*** Quoted passage ***
Tuesday, May 29, 2012

Cleaning Baseball Of Its Jim Crow Past

Baseball has been living a lie. Invented by Abner Doubleday in 1839 to be "America's game," it proceeded to draw the most un-American lines - lines designed to exclude African-Americans from the game. In what they called a "gentleman's agreement," organized baseball erected a color bar against black men that lasted until 1946. And for the next 173 years, it has lied to itself, to the American people, and to the world. It is the kind of lie that has left baseball in a perpetual state of fear (of being found out). At times, like during all-star games between white Major Leaguers and Negro League players, "organized baseball" has had trouble breathing.

This past month, they celebrated 100 years of baseball in Boston's venerable Fenway Park - harking back to that glorious day in 1912 when the Boston Red Sox (formerly the Boston Americans) played the New York Highlanders, (re-named the "Yankees" in 1913). Glorious? It was Jim Crow baseball. It would be 47 years after that "glorious day" - nearly half of Fenway's existence - before the first black man, Elijah Green, was allowed to join the team in 1959. How do we celebrate injustice in this country without wincing with each "hurrah!"?
***
# Request 1:
Answer these questions from the piece on baseball's Jim Crow past:
(a) Until what year did the color bar against black men last?
(b) Which two teams played at Fenway Park on the 1912 day the piece describes?
(c) Who was the first black man allowed to join the team, and in what year?
# Request 2:
Reproduce the piece on baseball's Jim Crow past word for word, from "Tuesday, May 29, 2012" to "had trouble breathing.".
*** Data segment ***
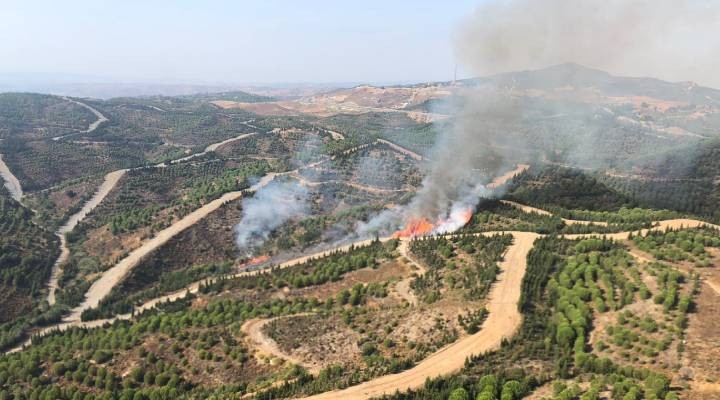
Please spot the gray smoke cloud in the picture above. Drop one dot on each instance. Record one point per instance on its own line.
(493, 128)
(674, 40)
(270, 207)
***
# Expected output 1:
(a) 1946
(b) The Boston Red Sox and the New York Highlanders
(c) Elijah Green, in 1959

# Expected output 2:
Tuesday, May 29, 2012

Cleaning Baseball Of Its Jim Crow Past

Baseball has been living a lie. Invented by Abner Doubleday in 1839 to be "America's game," it proceeded to draw the most un-American lines - lines designed to exclude African-Americans from the game. In what they called a "gentleman's agreement," organized baseball erected a color bar against black men that lasted until 1946. And for the next 173 years, it has lied to itself, to the American people, and to the world. It is the kind of lie that has left baseball in a perpetual state of fear (of being found out). At times, like during all-star games between white Major Leaguers and Negro League players, "organized baseball" has had trouble breathing.